Lay out the items below as a two-column CSV with the header request,result and one row per item. Put each item's text in the request column and its detection result in the result column, with every field quoted and line breaks replaced by spaces. Omit the pictures.

(Coordinate annotation entries)
######
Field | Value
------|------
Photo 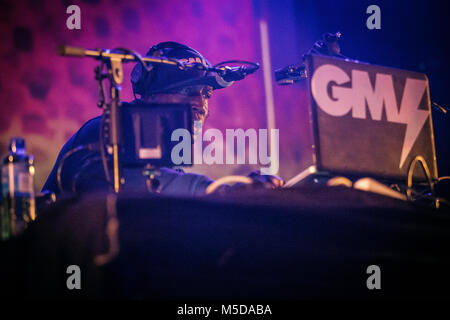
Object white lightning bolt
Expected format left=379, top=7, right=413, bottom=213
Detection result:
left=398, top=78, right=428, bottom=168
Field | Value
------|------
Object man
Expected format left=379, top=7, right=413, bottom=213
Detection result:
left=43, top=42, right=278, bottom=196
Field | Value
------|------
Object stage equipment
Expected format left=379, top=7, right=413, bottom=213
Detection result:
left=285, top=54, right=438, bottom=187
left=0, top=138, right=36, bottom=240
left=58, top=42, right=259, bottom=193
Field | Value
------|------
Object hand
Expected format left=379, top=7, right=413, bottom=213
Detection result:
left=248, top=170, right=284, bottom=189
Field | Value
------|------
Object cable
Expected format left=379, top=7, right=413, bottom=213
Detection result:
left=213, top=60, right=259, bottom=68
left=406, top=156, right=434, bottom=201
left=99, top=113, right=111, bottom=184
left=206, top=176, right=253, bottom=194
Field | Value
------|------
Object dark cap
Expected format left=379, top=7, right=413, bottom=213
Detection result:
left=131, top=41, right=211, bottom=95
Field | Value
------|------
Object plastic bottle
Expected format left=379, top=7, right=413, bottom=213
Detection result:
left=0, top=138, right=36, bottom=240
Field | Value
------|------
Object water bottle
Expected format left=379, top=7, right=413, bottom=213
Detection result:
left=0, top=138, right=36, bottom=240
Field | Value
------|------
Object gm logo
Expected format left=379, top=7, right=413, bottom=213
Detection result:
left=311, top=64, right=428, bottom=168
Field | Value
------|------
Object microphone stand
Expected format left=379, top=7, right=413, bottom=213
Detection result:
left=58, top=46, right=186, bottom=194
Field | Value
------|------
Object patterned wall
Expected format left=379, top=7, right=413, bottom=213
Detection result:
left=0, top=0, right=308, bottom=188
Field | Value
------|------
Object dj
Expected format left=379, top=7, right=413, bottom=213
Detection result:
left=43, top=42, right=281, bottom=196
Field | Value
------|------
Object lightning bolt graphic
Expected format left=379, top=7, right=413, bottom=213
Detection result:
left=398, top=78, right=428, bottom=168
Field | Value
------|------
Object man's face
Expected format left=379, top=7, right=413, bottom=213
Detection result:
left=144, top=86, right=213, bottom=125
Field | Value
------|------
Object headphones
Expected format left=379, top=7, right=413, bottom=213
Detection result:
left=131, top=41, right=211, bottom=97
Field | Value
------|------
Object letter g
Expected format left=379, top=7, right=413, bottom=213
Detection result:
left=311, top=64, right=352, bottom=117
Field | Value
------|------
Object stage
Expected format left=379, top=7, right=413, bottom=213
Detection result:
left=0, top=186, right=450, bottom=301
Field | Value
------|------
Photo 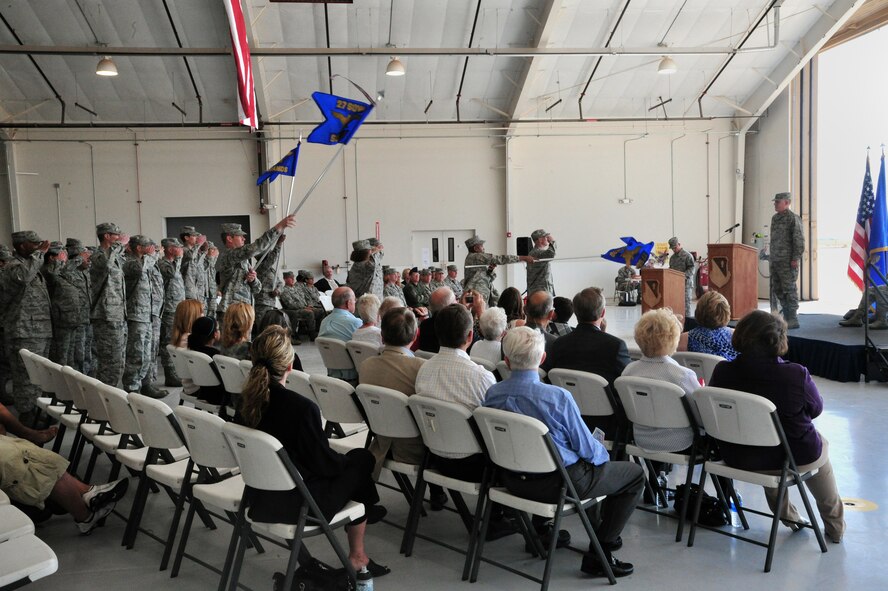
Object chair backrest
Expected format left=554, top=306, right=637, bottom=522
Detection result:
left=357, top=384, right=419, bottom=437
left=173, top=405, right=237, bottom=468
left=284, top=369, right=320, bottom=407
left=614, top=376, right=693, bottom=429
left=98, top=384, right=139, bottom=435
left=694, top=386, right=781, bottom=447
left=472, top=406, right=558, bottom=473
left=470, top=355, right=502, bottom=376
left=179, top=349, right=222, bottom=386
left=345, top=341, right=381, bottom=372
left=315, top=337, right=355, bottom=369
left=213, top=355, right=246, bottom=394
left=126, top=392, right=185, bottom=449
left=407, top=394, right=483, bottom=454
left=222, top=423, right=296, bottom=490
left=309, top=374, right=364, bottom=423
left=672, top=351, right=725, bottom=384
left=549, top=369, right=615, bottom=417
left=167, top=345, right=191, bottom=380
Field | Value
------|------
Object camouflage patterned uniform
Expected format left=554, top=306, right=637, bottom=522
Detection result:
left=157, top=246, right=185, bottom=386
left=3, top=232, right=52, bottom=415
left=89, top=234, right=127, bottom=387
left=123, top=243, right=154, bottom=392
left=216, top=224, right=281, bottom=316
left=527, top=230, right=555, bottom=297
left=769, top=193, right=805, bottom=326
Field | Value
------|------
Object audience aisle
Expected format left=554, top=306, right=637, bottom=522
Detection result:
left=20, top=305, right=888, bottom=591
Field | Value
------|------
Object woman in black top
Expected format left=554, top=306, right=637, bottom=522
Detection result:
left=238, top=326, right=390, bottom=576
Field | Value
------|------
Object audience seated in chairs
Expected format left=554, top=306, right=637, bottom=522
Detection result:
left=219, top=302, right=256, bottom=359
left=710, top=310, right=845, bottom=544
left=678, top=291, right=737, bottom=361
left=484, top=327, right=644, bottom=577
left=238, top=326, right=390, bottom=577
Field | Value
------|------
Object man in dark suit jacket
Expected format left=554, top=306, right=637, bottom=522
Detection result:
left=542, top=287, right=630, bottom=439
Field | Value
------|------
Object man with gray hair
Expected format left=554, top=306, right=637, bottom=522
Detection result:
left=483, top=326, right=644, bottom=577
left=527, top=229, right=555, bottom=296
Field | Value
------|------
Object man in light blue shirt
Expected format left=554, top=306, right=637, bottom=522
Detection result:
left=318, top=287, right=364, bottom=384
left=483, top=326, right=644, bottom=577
######
■ **Full response**:
request,result
"Field | Value ------|------ Photo Object white lightning bolt Expected format left=379, top=7, right=413, bottom=213 Detection result:","left=398, top=78, right=428, bottom=168"
"Field | Value ------|------ Object man Expected format left=379, top=7, right=413, bottom=213 Detection result:","left=43, top=42, right=278, bottom=196"
"Field | Value ------|------ Object stage equipment Expected format left=379, top=7, right=413, bottom=213 Detection result:","left=285, top=54, right=438, bottom=187 left=0, top=138, right=36, bottom=240 left=58, top=42, right=259, bottom=193"
"Field | Value ------|------ Object hand Expected format left=379, top=7, right=413, bottom=213 Detection result:","left=248, top=170, right=284, bottom=189"
"Field | Value ------|------ Object cable Expected format left=379, top=7, right=413, bottom=213 Detection result:","left=213, top=60, right=259, bottom=68 left=406, top=156, right=434, bottom=201 left=99, top=113, right=111, bottom=184 left=206, top=176, right=253, bottom=194"
"Field | Value ------|------ Object dark cap Expected format left=379, top=7, right=413, bottom=213 Detection result:","left=131, top=41, right=211, bottom=95"
"Field | Value ------|------ Object plastic bottle Expected format left=379, top=7, right=413, bottom=213 Detection result:","left=0, top=138, right=36, bottom=240"
"Field | Value ------|------ Object water bottle Expected format left=379, top=7, right=413, bottom=213 Detection result:","left=0, top=138, right=36, bottom=240"
"Field | Value ------|------ Object gm logo Expected format left=379, top=7, right=413, bottom=213 Detection result:","left=311, top=64, right=428, bottom=168"
"Field | Value ------|------ Object microphone stand Expected format left=379, top=7, right=413, bottom=213 Detection result:","left=58, top=46, right=186, bottom=194"
"Field | Value ------|------ Object patterned wall Expected format left=379, top=7, right=413, bottom=213 Detection result:","left=0, top=0, right=308, bottom=188"
"Field | Value ------|------ Object dj Expected format left=379, top=7, right=413, bottom=213 Detection result:","left=43, top=42, right=281, bottom=196"
"Field | Value ------|------ Object lightning bolt graphic Expected format left=379, top=7, right=413, bottom=213 Detection result:","left=398, top=78, right=428, bottom=168"
"Field | Value ------|------ Object man's face Expected format left=379, top=7, right=413, bottom=213 Detection result:","left=144, top=86, right=213, bottom=125"
"Field | Value ------|------ Object headphones Expected format left=379, top=7, right=413, bottom=213 Detection result:","left=131, top=41, right=211, bottom=97"
"Field | Value ------|------ Object letter g Expected format left=379, top=7, right=413, bottom=213 Detection result:","left=311, top=64, right=352, bottom=117"
"Field | Value ------|------ Object stage Expected format left=379, top=7, right=413, bottom=213 Detection result:","left=0, top=186, right=450, bottom=301"
"Field | Value ------|------ Photo Object chair backrest Expected format left=554, top=306, right=637, bottom=522 Detection result:","left=357, top=384, right=419, bottom=437 left=173, top=405, right=237, bottom=468 left=284, top=369, right=320, bottom=407 left=614, top=376, right=693, bottom=429 left=98, top=384, right=139, bottom=435 left=694, top=386, right=781, bottom=447 left=472, top=406, right=558, bottom=473 left=470, top=355, right=502, bottom=376 left=179, top=349, right=222, bottom=386 left=345, top=341, right=381, bottom=372 left=315, top=337, right=355, bottom=369 left=213, top=355, right=246, bottom=394 left=126, top=392, right=185, bottom=449 left=407, top=394, right=483, bottom=454 left=222, top=423, right=296, bottom=490 left=309, top=374, right=364, bottom=423 left=672, top=351, right=725, bottom=384 left=549, top=369, right=615, bottom=417 left=167, top=345, right=191, bottom=380"
"Field | Value ------|------ Object camouflage patterned uniform Expected format left=554, top=306, right=637, bottom=522 Detection result:","left=157, top=246, right=185, bottom=386 left=3, top=232, right=52, bottom=415 left=89, top=234, right=127, bottom=387 left=123, top=243, right=154, bottom=392 left=216, top=224, right=281, bottom=316 left=527, top=230, right=555, bottom=297 left=769, top=193, right=805, bottom=326"
"Field | Value ------|------ Object audience aisle Expected format left=554, top=306, right=637, bottom=522 Detection result:","left=20, top=305, right=888, bottom=591"
"Field | Value ------|------ Object woman in black top Expected format left=554, top=306, right=637, bottom=522 Detection result:","left=238, top=326, right=390, bottom=576"
"Field | Value ------|------ Object audience seated in chairs Expected format left=554, top=306, right=637, bottom=522 Detection result:","left=219, top=302, right=256, bottom=359 left=710, top=310, right=845, bottom=544 left=678, top=291, right=737, bottom=361 left=484, top=327, right=644, bottom=577 left=238, top=326, right=390, bottom=577"
"Field | Value ------|------ Object man in dark suit jacket Expected format left=554, top=306, right=637, bottom=522 Detection result:","left=542, top=287, right=630, bottom=439"
"Field | Value ------|------ Object man with gray hair Expected format left=554, top=306, right=637, bottom=522 Detection result:","left=483, top=326, right=644, bottom=577 left=527, top=229, right=555, bottom=296"
"Field | Value ------|------ Object man in light blue shirt Expected format left=554, top=306, right=637, bottom=522 Detection result:","left=318, top=287, right=364, bottom=384 left=483, top=326, right=644, bottom=577"